Exercise 1 —
In the text on GitLab CI test coverage, what is the new pipeline stage called?

Source —
This is most likely not the simplest regular expression to match "LOC (xx.xx%) covered", but it's working fine for me so far, so feel free to use it.

GitLab CI will now pick up parse the output of the job looking for a string matching that regex, and when it finds it, it'll display it in your Merge Request page and job results!

Viewing Artifacts

Since you may want to view your coverage reports generated by CI in the future, I suggest releasing the reports as job artifacts so they can be cached and downloaded later for review:

# .gitlab-ci.yml

rspec:
  stage: test
  coverage: '/LOC\s\(\d+\.\d+%\)\scovered/'
  variables:
    COVERAGE: "true"
  script:
    - bundle exec rspec
  artifacts:
    paths:
      - "coverage/"
    name: "Pipeline $CI_PIPELINE_ID Coverage Report"

This'll generate an artifact with a unique, descriptive name for each pipeline that runs, including the pipeline's ID (viewable through your MR or the Pipelines section in CI/CD).

Multiple/Parallelized Test Suite

Things get much more interesting if you decide to parallelize your test suite; this means you don't run all of your specs in one go, but instead in different CI jobs. This is fine, but it makes getting complete suite coverage much more difficult.

To solve for this use case, we'll have to find a way to combine all of our results in one place and merge them (and fortunately, SimpleCov already has us covered on that front).

Getting all your coverage results together

Suppose that your .gitlab-ci.yml looks something like the above examples, except that you've decided to use a base job to split off your rather massive test suite into multiple categories:

# .gitlab-ci.yml

.base-rspec:
  stage: test
  coverage: '/LOC\s\(\d+\.\d+%\)\scovered/'
  image: ruby:2.6.3-buster
  before_script:
    - gem install bundler
    - bundle install --jobs $(nproc) --path vendor "${FLAGS[@]}"
  variables:
    COVERAGE: "true"

rspec-models:
  extends: .base-rspec
  script:
    - bundle exec rspec spec/models

rspec-controllers:
  extends: .base-rspec
  script:
    - bundle exec rspec spec/controllers

rspec-lib:
  extends: .base-rspec
  script:
    - bundle exec rspec spec/lib

rspec-features:
  extends: .base-rspec
  script:
    - bundle exec rspec spec/features

Each one of these guys will generate its own unique coverage report, but they won't be complete.
Most likely, one category of tests does not span all your project's files and as such will result in odd, incomplete reports of 51.43% or even 37.22% coverage.

What we actually want is the product of all of our divided test suites together, and this has to be done by combining them in a single job, and then generating the report.

To do that, create a new stage in your pipeline stages called codecov:

# .gitlab-ci.yml

stages:
  - build
  - test
  - codecov
  - deploy

You could also use the default deploy stage, but it has to be any stage that comes after test.

Exercise 2 —
Pick out and copy every line of the entries below that contains the word "colander". Case counts.

Information provided —
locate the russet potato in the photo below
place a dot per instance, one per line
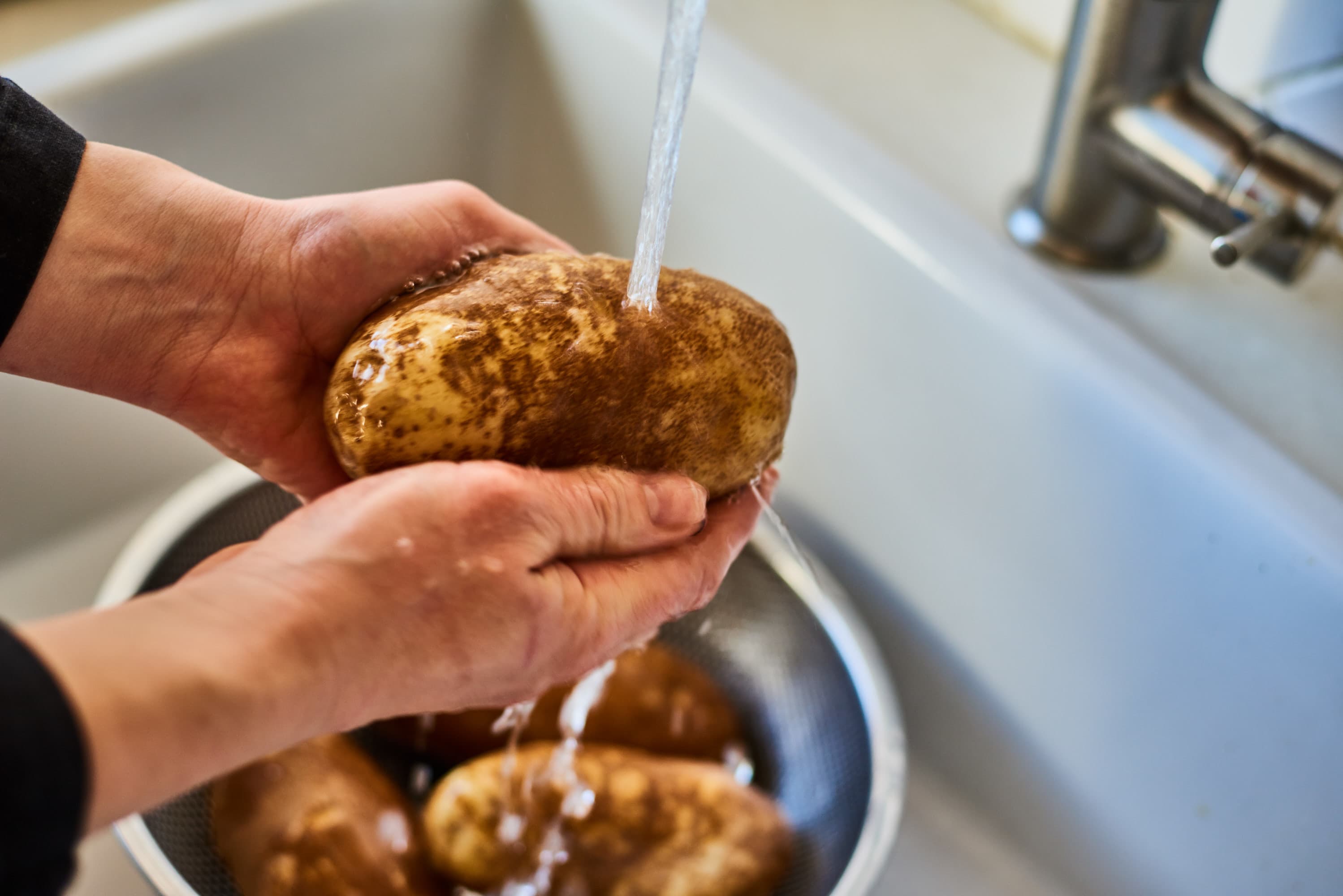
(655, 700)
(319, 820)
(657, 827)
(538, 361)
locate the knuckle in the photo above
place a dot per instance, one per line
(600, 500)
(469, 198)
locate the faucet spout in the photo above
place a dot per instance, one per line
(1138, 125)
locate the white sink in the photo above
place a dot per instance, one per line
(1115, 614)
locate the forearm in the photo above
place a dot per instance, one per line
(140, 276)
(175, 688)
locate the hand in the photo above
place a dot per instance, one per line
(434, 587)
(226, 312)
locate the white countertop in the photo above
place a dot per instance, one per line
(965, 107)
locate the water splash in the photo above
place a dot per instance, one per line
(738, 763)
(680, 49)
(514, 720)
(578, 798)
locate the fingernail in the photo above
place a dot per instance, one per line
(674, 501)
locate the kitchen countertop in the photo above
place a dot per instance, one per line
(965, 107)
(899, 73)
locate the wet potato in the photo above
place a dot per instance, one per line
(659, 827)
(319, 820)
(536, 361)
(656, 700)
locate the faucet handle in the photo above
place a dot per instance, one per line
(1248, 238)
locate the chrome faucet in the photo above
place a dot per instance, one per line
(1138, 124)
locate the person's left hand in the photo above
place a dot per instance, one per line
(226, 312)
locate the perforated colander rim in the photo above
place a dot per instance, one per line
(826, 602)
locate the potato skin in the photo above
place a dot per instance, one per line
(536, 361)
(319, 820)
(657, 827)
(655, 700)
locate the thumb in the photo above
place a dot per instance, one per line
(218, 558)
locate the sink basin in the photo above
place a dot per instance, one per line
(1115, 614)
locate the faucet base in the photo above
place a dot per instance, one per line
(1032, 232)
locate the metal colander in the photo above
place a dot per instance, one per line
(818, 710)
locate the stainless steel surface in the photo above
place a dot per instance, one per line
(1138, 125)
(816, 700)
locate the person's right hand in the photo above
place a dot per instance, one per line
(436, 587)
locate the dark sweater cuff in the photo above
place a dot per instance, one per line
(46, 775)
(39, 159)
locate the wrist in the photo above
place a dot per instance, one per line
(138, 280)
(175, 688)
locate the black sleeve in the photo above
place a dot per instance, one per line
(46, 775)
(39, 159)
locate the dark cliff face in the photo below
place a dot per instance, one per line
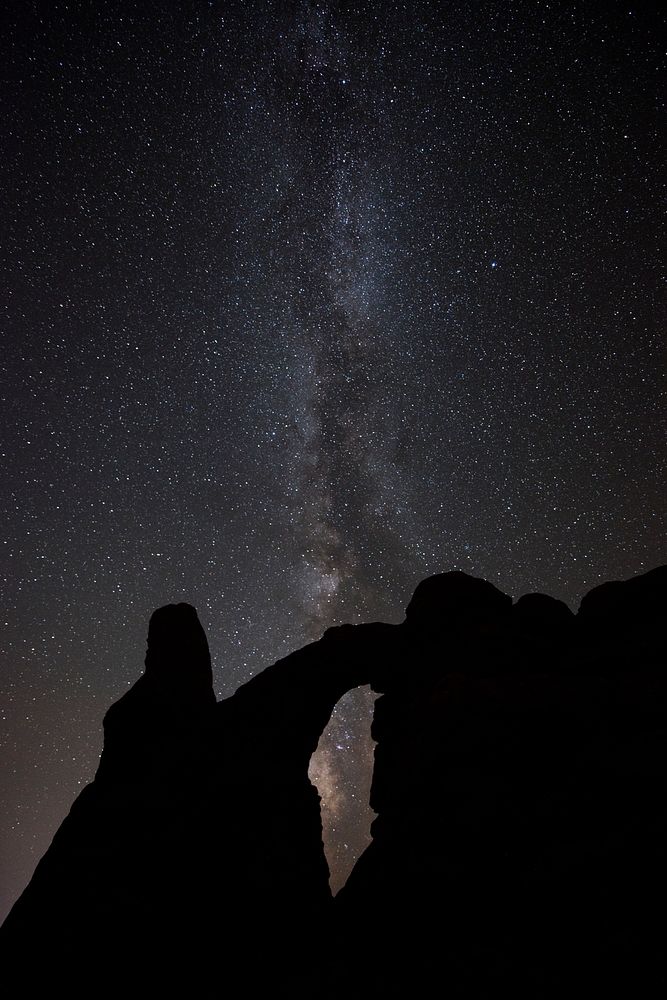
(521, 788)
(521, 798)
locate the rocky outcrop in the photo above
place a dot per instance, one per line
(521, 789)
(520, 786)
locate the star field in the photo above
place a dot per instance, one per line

Problem solution 1 —
It is called codecov.

Problem solution 2 —
locate the perforated colander rim in the photo above
locate the metal colander in the photo above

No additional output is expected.